**EXERCISE REQUIREMENTS:** Transcribe the tail of the listing: start at the line containing "Note: for this drill, mark the distant" and stop after the last line, keeping every character as is and adding nothing.

------------------------------------------------------------

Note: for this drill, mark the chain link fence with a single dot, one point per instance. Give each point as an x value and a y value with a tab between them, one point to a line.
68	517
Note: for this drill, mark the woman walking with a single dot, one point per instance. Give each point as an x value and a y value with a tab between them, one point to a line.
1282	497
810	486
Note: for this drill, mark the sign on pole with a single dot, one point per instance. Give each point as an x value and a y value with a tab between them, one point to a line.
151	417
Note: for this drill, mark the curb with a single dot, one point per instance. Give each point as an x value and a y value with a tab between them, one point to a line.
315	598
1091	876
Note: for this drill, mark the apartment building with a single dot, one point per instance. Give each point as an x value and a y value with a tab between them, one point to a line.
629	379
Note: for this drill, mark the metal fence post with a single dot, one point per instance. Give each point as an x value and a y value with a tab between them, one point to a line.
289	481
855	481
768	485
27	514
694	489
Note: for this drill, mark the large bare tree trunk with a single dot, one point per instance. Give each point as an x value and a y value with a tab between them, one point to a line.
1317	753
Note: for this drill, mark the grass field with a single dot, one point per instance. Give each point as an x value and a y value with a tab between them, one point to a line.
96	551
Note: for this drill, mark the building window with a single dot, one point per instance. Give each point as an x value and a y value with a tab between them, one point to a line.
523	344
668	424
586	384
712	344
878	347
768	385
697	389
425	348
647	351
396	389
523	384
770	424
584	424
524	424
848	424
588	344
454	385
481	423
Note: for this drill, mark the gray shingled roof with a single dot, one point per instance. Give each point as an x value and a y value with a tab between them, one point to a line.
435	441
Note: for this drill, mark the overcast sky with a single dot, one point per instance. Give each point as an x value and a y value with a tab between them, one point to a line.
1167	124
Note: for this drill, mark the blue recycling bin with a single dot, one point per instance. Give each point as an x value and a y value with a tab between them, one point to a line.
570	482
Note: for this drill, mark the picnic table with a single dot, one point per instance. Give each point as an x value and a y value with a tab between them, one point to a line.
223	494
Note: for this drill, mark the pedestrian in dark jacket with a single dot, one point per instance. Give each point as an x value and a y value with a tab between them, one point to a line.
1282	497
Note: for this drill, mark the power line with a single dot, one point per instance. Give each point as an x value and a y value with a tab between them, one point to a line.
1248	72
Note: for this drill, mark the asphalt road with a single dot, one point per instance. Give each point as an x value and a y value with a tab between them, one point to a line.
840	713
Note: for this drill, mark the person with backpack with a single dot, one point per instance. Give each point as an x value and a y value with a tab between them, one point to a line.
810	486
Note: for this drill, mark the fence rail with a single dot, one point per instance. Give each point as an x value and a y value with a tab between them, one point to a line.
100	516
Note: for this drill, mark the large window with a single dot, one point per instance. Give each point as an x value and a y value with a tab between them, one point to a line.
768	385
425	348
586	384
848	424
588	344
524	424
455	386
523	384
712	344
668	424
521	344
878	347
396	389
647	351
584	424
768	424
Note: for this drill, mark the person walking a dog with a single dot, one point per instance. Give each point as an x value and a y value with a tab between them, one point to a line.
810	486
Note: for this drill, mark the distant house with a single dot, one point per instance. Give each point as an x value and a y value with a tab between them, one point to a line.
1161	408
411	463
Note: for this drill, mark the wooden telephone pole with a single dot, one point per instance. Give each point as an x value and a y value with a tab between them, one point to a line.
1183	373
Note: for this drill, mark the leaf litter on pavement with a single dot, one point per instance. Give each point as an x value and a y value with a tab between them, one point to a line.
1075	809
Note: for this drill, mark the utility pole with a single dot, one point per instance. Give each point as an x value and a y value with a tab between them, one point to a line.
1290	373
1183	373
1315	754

------------------------------------------------------------

**CORRECT ANSWER:**
Note: for this drill, mark the distant house with a single dot, one point per instance. Give each point as an x value and a y value with a tab between them, one point to a line.
1161	408
411	463
Note: for this drill, mark the wooden telephone pole with a single dot, one point per instance. Give each point as an x value and a y value with a tab between them, one point to a line.
1183	373
Note: for this drill, mark the leaf litter on pavement with a single dot, one point per instance. Give each point as an x value and a y value with a tab between them, one point to a line.
1075	809
Note: for this drill, mark the utility pole with a single dot, one point per instance. Give each point as an x value and a y value with a tab between them, one point to a line.
1290	373
1183	373
1315	754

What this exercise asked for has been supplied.